Objective: Transcribe all the entries word for word, skipping the pictures.

Material for the task:
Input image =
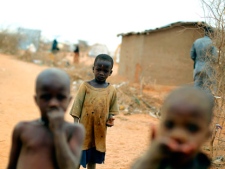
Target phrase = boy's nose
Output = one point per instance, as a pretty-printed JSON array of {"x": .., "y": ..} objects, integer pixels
[
  {"x": 53, "y": 103},
  {"x": 179, "y": 136}
]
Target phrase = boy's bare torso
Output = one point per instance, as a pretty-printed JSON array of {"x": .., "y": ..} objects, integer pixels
[{"x": 37, "y": 145}]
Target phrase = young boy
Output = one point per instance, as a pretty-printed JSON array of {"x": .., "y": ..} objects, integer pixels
[
  {"x": 185, "y": 125},
  {"x": 94, "y": 106},
  {"x": 48, "y": 142}
]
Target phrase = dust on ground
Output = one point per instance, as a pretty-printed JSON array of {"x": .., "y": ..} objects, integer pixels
[{"x": 125, "y": 141}]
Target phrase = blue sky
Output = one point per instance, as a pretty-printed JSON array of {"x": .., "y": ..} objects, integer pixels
[{"x": 96, "y": 21}]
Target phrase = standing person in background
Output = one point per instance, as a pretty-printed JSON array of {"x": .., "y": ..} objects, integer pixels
[
  {"x": 204, "y": 55},
  {"x": 94, "y": 107},
  {"x": 76, "y": 55},
  {"x": 55, "y": 48}
]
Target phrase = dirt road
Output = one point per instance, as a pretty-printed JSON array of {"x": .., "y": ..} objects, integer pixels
[{"x": 125, "y": 141}]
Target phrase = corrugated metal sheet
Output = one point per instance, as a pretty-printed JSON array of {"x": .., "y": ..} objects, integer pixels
[{"x": 200, "y": 24}]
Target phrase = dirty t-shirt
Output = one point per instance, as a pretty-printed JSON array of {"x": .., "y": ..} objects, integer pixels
[{"x": 93, "y": 106}]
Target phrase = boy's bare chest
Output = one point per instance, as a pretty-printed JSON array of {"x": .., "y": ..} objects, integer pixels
[{"x": 37, "y": 139}]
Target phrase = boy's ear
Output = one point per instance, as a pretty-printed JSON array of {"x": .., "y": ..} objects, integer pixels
[
  {"x": 35, "y": 99},
  {"x": 209, "y": 134}
]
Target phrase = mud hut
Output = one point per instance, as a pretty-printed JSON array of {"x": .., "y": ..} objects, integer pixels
[{"x": 161, "y": 55}]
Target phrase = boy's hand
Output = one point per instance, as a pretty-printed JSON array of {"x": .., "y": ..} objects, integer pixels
[
  {"x": 110, "y": 121},
  {"x": 56, "y": 120}
]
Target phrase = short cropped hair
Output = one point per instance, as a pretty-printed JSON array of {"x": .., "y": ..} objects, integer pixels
[
  {"x": 208, "y": 31},
  {"x": 104, "y": 57}
]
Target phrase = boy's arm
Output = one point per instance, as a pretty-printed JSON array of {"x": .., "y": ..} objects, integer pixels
[
  {"x": 16, "y": 147},
  {"x": 113, "y": 110},
  {"x": 193, "y": 53},
  {"x": 78, "y": 103},
  {"x": 68, "y": 152}
]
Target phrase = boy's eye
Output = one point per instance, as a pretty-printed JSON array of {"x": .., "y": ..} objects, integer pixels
[
  {"x": 46, "y": 97},
  {"x": 169, "y": 124},
  {"x": 60, "y": 97},
  {"x": 193, "y": 128}
]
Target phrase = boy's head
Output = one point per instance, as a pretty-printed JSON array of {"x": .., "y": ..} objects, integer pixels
[
  {"x": 186, "y": 116},
  {"x": 52, "y": 91},
  {"x": 102, "y": 68}
]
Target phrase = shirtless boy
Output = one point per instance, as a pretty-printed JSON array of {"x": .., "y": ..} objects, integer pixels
[
  {"x": 49, "y": 142},
  {"x": 184, "y": 127}
]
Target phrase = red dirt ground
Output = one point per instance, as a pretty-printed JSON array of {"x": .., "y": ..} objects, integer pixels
[{"x": 125, "y": 141}]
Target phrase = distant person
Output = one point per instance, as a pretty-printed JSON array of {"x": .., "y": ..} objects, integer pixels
[
  {"x": 94, "y": 107},
  {"x": 50, "y": 141},
  {"x": 76, "y": 54},
  {"x": 55, "y": 47},
  {"x": 204, "y": 55},
  {"x": 184, "y": 127}
]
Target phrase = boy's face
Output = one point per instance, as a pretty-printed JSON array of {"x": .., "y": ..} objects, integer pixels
[
  {"x": 187, "y": 125},
  {"x": 102, "y": 70},
  {"x": 52, "y": 95}
]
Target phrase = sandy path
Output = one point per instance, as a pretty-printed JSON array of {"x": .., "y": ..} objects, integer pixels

Exercise output:
Input image =
Target phrase = boy's nose
Output = one point per instance, as a pretty-printed JSON array of {"x": .., "y": ..} objects, integer pixels
[
  {"x": 53, "y": 103},
  {"x": 179, "y": 136}
]
Target phrase = boy's bare torso
Output = one point per instance, as a pretty-printed JSON array of {"x": .., "y": ..} objects, integer pixels
[{"x": 37, "y": 145}]
Target phrase = young boy
Output = one point per instance, as a pretty-printed JSON array of {"x": .., "y": ..} objects, integer pixels
[
  {"x": 185, "y": 125},
  {"x": 94, "y": 106},
  {"x": 48, "y": 142}
]
Target phrase = dust on ground
Output = one point per instance, as a pretty-printed JSON array of {"x": .., "y": ..} objects, integer pixels
[{"x": 125, "y": 141}]
Target phrase = blue sky
Output = one point per instance, as a pretty-printed JSON array of {"x": .., "y": ..} objects, integer pixels
[{"x": 96, "y": 21}]
Target phrase = standing person in background
Output = one point per instance, as a pretty-printed JSON array of {"x": .., "y": ..} objects, integer pixels
[
  {"x": 204, "y": 55},
  {"x": 94, "y": 107},
  {"x": 76, "y": 55},
  {"x": 55, "y": 48}
]
Target phrase = dirt road
Output = one point per instance, as a pretty-printed JSON array of {"x": .., "y": ..} objects, integer pixels
[{"x": 125, "y": 141}]
Target phrase = corrugated metal sheet
Output = one point per instance, as a pretty-printed JSON array of {"x": .., "y": ..} objects, integer pixels
[{"x": 200, "y": 24}]
Target phrase = dirty t-shirt
Output = one point per instance, as a pretty-printed JSON array of {"x": .., "y": ..} objects, integer pixels
[{"x": 93, "y": 106}]
Target phrase = boy's bare chest
Output = one point per instance, as a pretty-printed JSON array of {"x": .., "y": ..} objects, integer pixels
[{"x": 37, "y": 139}]
Target phrase = boy's ear
Output = one point per instance, as a pretty-printed JSON array of {"x": .., "y": ..} objects, integer pixels
[
  {"x": 35, "y": 99},
  {"x": 209, "y": 134}
]
Target phrase = mud hut
Output = one point per instance, as a pretty-printed JSON array of {"x": .., "y": ..} objects, integer pixels
[{"x": 161, "y": 55}]
Target phrase = boy's hand
Output = one point per instance, as a pretty-printed JSON array of {"x": .., "y": ..} objects, integer pixels
[
  {"x": 110, "y": 121},
  {"x": 56, "y": 120}
]
Target phrase = short cropped hair
Output = one point per instance, as a pretty-printed JSON array of {"x": .., "y": ..} objects, integer pixels
[
  {"x": 208, "y": 31},
  {"x": 104, "y": 57}
]
Target phrase = boy's arm
Output = one point per instance, as a pretty-printed JSON array of {"x": .., "y": ..} objects, integer pixels
[
  {"x": 16, "y": 147},
  {"x": 113, "y": 110},
  {"x": 193, "y": 53},
  {"x": 78, "y": 103},
  {"x": 68, "y": 152}
]
Target phrase = boy's eye
Output = one point per instance, as a pretty-printed JSON array of {"x": .., "y": ..} objects, integer pixels
[
  {"x": 46, "y": 97},
  {"x": 169, "y": 124},
  {"x": 60, "y": 97},
  {"x": 193, "y": 128}
]
Target phrase = boy's head
Output = one point per instance, as a pretty-printed JSON array of {"x": .., "y": ..} objects, integer pixels
[
  {"x": 186, "y": 116},
  {"x": 52, "y": 91},
  {"x": 102, "y": 68}
]
Target phrase = shirtless boy
Output = one point per instance, as a pretty-printed JSON array of {"x": .., "y": ..} objects, integer pixels
[
  {"x": 49, "y": 142},
  {"x": 184, "y": 127}
]
Target phrase = red dirt ground
Output = one point per instance, as a pretty-printed JSON array of {"x": .., "y": ..} objects, integer pixels
[{"x": 125, "y": 141}]
Target phrase = distant person
Output = one point per instance, as a pretty-printed JSON array of {"x": .., "y": ..} objects, integer pixels
[
  {"x": 94, "y": 107},
  {"x": 50, "y": 141},
  {"x": 76, "y": 54},
  {"x": 55, "y": 47},
  {"x": 204, "y": 55},
  {"x": 184, "y": 127}
]
Target phrase = boy's face
Output = one point per instance, as a pretty-printed JSON array of {"x": .., "y": ..} objects, integer pixels
[
  {"x": 187, "y": 125},
  {"x": 102, "y": 70},
  {"x": 52, "y": 95}
]
Target phrase = sandy path
Output = one point per instance, as a pretty-printed JSON array of {"x": .., "y": ..} objects, integer pixels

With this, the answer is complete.